▸ Given request
Copy the stretch of the listing below from the line that contains "A point falls on each instance of the woman with short" through the line that contains "(1127, 389)", reproducing those lines without any change.

Recorded data:
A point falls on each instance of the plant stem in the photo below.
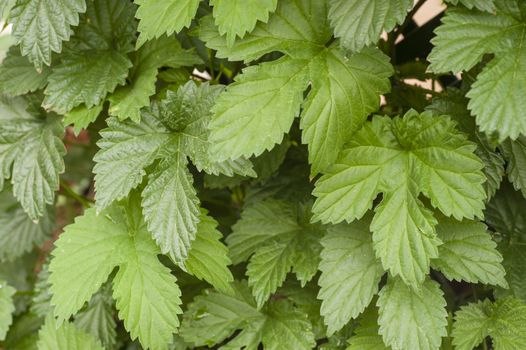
(68, 192)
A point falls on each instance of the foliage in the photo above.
(262, 174)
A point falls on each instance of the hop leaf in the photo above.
(40, 26)
(350, 273)
(463, 39)
(412, 319)
(344, 89)
(65, 336)
(359, 23)
(146, 293)
(503, 321)
(429, 156)
(213, 317)
(31, 154)
(278, 237)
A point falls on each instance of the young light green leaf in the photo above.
(98, 317)
(126, 148)
(18, 233)
(429, 156)
(265, 97)
(465, 36)
(40, 26)
(298, 28)
(462, 41)
(85, 78)
(208, 257)
(235, 18)
(468, 253)
(146, 293)
(350, 273)
(163, 17)
(455, 105)
(65, 336)
(287, 328)
(279, 235)
(344, 84)
(7, 308)
(127, 101)
(495, 97)
(18, 76)
(412, 319)
(213, 317)
(472, 323)
(359, 23)
(345, 90)
(268, 269)
(31, 154)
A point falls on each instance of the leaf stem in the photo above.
(68, 192)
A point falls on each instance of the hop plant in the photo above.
(262, 174)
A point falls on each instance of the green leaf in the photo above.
(18, 76)
(146, 293)
(280, 238)
(40, 26)
(483, 5)
(235, 18)
(171, 206)
(429, 156)
(515, 154)
(287, 328)
(126, 102)
(163, 17)
(464, 38)
(208, 257)
(412, 319)
(350, 273)
(468, 253)
(98, 318)
(265, 97)
(31, 154)
(343, 93)
(126, 148)
(495, 97)
(18, 233)
(359, 23)
(367, 335)
(268, 269)
(65, 336)
(85, 78)
(82, 116)
(503, 321)
(455, 105)
(472, 323)
(298, 28)
(213, 317)
(7, 308)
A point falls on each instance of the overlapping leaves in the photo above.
(461, 42)
(344, 90)
(170, 132)
(428, 156)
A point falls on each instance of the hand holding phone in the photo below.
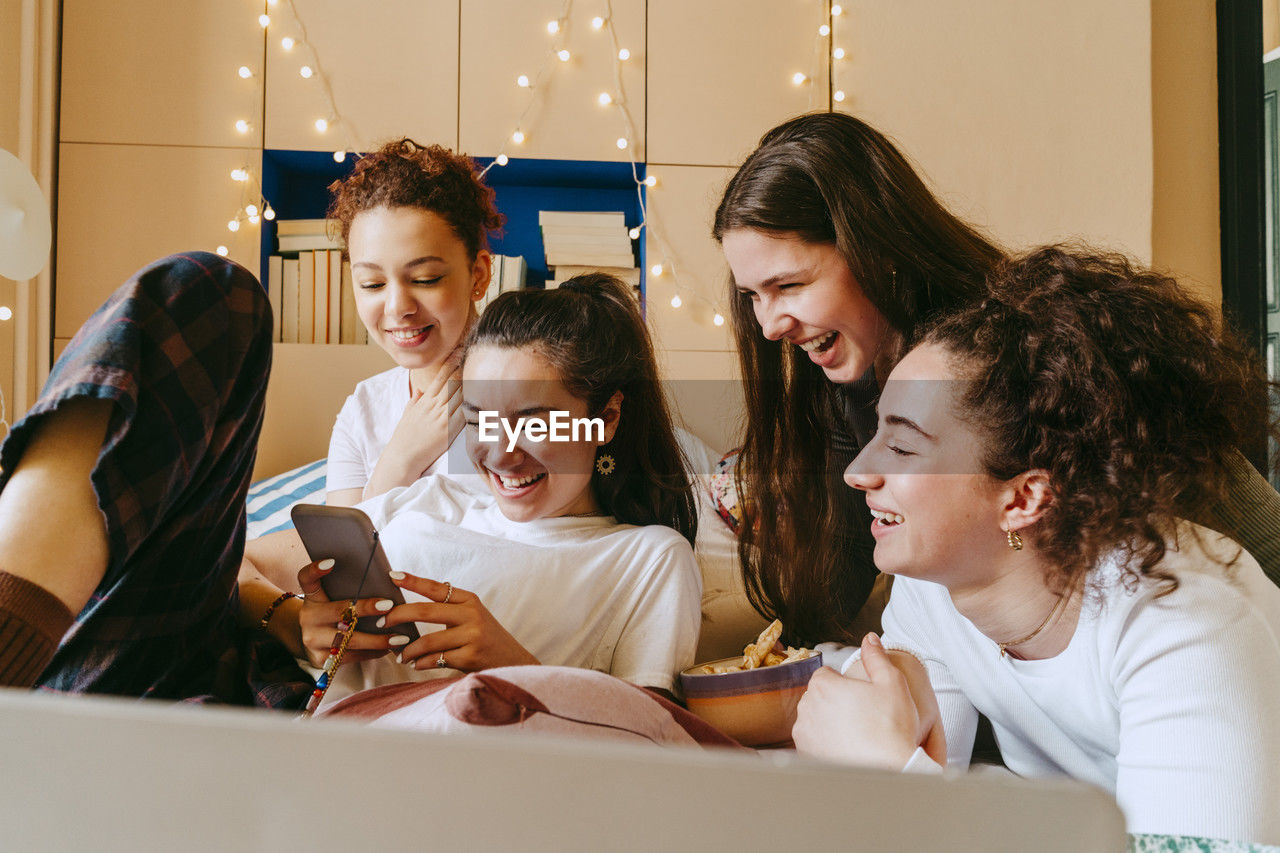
(346, 536)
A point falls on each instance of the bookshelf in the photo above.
(296, 185)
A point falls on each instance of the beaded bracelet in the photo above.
(270, 609)
(346, 628)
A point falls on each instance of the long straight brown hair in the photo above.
(592, 332)
(830, 178)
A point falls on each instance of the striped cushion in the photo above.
(270, 500)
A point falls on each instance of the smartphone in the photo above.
(348, 537)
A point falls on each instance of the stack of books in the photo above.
(583, 242)
(508, 273)
(310, 286)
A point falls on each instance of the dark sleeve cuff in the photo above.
(32, 623)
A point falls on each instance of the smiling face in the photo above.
(937, 514)
(535, 479)
(415, 284)
(805, 293)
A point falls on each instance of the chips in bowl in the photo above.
(753, 698)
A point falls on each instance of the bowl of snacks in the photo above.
(753, 698)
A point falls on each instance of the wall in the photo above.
(1033, 119)
(1185, 237)
(10, 49)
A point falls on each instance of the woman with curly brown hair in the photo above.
(415, 220)
(1025, 482)
(840, 255)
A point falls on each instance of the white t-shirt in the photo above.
(1170, 703)
(365, 425)
(585, 592)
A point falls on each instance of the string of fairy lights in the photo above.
(254, 206)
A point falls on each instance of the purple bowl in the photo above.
(755, 707)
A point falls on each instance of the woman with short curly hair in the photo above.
(1025, 482)
(415, 220)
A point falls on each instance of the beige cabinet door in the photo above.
(159, 72)
(392, 67)
(722, 72)
(1042, 129)
(560, 114)
(681, 206)
(122, 206)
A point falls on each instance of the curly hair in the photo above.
(406, 174)
(1127, 389)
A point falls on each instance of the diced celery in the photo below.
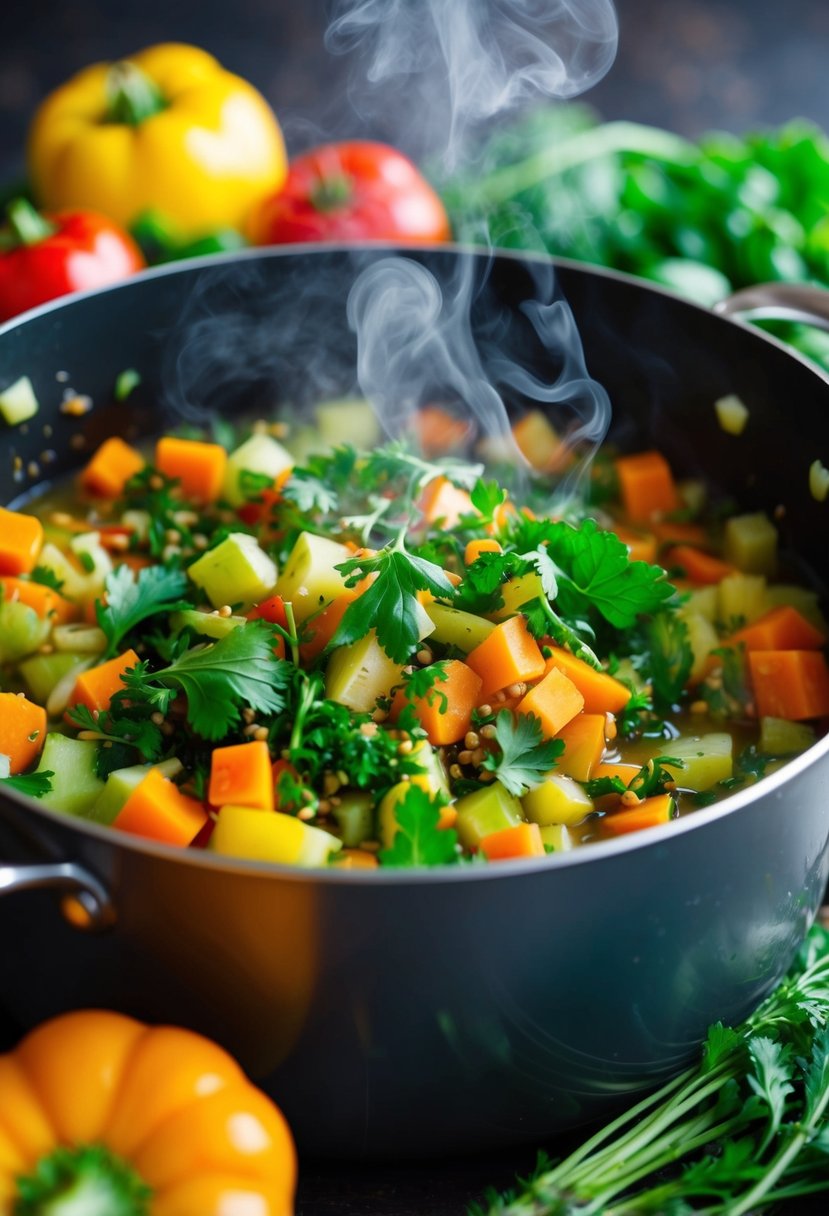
(558, 799)
(43, 671)
(355, 817)
(708, 759)
(359, 674)
(237, 570)
(259, 454)
(119, 784)
(271, 836)
(750, 544)
(309, 578)
(485, 810)
(207, 624)
(779, 737)
(75, 784)
(18, 403)
(456, 628)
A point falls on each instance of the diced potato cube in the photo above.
(558, 799)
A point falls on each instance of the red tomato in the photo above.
(44, 257)
(356, 191)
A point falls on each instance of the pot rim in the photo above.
(595, 853)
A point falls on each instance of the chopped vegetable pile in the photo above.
(382, 657)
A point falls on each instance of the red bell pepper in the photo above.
(43, 257)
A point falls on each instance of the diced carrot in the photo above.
(508, 656)
(158, 810)
(584, 746)
(475, 547)
(45, 601)
(439, 432)
(650, 812)
(782, 629)
(602, 693)
(445, 711)
(198, 466)
(701, 568)
(241, 775)
(445, 502)
(111, 468)
(522, 840)
(21, 538)
(96, 687)
(647, 487)
(554, 701)
(790, 684)
(641, 546)
(22, 730)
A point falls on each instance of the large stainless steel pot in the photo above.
(427, 1012)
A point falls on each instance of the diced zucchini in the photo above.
(271, 836)
(237, 570)
(708, 759)
(75, 784)
(309, 579)
(485, 810)
(740, 597)
(359, 674)
(779, 737)
(207, 624)
(120, 783)
(456, 628)
(18, 403)
(355, 817)
(558, 799)
(750, 544)
(259, 454)
(517, 592)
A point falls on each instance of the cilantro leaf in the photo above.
(133, 598)
(523, 759)
(390, 604)
(419, 842)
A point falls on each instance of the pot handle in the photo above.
(779, 302)
(85, 904)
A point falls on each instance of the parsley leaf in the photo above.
(390, 604)
(130, 600)
(419, 842)
(523, 759)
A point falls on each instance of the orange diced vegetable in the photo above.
(445, 711)
(45, 601)
(475, 547)
(508, 656)
(584, 746)
(198, 466)
(158, 810)
(522, 840)
(241, 775)
(701, 568)
(444, 502)
(602, 693)
(96, 687)
(650, 812)
(647, 487)
(22, 730)
(111, 468)
(782, 629)
(790, 684)
(21, 538)
(554, 701)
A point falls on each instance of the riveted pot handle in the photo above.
(779, 302)
(85, 901)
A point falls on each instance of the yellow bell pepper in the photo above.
(168, 130)
(103, 1114)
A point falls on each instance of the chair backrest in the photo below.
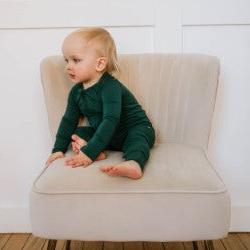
(177, 91)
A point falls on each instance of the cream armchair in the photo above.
(181, 197)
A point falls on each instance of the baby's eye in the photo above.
(76, 60)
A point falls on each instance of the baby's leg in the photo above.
(136, 149)
(80, 138)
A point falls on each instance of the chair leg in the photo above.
(68, 244)
(51, 245)
(209, 245)
(195, 246)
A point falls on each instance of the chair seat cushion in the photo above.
(171, 168)
(179, 189)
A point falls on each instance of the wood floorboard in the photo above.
(232, 241)
(26, 241)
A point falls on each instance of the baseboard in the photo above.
(240, 218)
(15, 219)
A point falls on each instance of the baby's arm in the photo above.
(112, 99)
(68, 123)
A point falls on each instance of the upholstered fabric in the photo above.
(181, 197)
(177, 91)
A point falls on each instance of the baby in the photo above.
(116, 120)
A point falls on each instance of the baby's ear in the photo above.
(101, 63)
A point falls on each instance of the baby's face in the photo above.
(80, 60)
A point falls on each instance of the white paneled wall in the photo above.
(31, 30)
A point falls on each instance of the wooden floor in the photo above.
(16, 241)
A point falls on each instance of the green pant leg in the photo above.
(138, 143)
(85, 132)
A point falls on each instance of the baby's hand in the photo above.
(80, 159)
(53, 157)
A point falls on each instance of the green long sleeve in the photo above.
(110, 109)
(111, 100)
(68, 123)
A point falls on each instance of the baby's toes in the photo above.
(106, 168)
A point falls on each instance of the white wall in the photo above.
(31, 30)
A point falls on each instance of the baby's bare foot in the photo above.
(129, 169)
(78, 142)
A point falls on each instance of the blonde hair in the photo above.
(103, 44)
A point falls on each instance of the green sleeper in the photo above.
(116, 121)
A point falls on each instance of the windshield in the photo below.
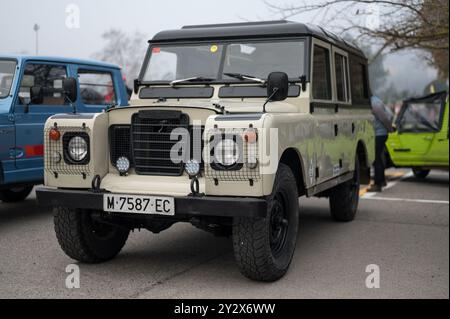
(7, 70)
(422, 117)
(213, 61)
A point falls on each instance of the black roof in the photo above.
(253, 30)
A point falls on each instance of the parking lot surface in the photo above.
(404, 232)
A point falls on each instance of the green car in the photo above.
(421, 139)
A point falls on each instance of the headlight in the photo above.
(123, 165)
(78, 148)
(227, 153)
(192, 168)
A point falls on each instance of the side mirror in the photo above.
(70, 88)
(278, 86)
(136, 86)
(36, 95)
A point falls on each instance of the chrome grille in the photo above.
(152, 146)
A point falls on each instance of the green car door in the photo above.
(421, 140)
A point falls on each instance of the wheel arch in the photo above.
(292, 158)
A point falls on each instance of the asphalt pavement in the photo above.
(404, 232)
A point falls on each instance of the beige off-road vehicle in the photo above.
(229, 125)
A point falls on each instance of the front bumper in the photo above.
(184, 206)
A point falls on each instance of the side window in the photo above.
(96, 88)
(322, 74)
(359, 81)
(341, 65)
(49, 77)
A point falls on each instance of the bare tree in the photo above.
(393, 25)
(125, 50)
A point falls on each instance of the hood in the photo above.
(230, 106)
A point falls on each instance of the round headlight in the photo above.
(192, 168)
(123, 165)
(226, 153)
(78, 148)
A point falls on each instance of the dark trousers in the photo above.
(380, 145)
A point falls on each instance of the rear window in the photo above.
(422, 116)
(359, 81)
(96, 88)
(321, 74)
(7, 70)
(49, 78)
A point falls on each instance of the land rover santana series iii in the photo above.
(229, 125)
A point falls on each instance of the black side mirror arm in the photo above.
(275, 90)
(303, 82)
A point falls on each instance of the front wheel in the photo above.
(85, 239)
(16, 194)
(264, 247)
(344, 198)
(421, 173)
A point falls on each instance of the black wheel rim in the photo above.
(279, 224)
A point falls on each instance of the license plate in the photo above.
(130, 204)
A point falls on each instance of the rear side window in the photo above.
(341, 65)
(321, 74)
(49, 77)
(96, 88)
(359, 81)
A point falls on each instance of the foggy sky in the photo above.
(17, 18)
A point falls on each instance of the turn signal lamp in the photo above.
(54, 134)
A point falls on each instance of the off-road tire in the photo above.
(15, 195)
(344, 198)
(84, 240)
(253, 250)
(421, 173)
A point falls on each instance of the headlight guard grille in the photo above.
(237, 173)
(60, 147)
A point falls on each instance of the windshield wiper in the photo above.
(192, 79)
(244, 77)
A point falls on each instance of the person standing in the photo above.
(383, 126)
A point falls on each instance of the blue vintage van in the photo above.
(31, 90)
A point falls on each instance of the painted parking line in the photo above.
(407, 200)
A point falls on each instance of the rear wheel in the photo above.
(344, 198)
(16, 194)
(86, 240)
(264, 247)
(421, 173)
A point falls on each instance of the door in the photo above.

▸ Result for this task
A point falls on each instance of the woman with short curly hair in the photo above.
(1025, 482)
(415, 220)
A point falls on each instance of the beige cabinet door in the photo above.
(159, 72)
(392, 67)
(722, 72)
(1042, 129)
(560, 114)
(681, 206)
(122, 206)
A point falls on each instance of the curly hair in the photo above.
(406, 174)
(1127, 389)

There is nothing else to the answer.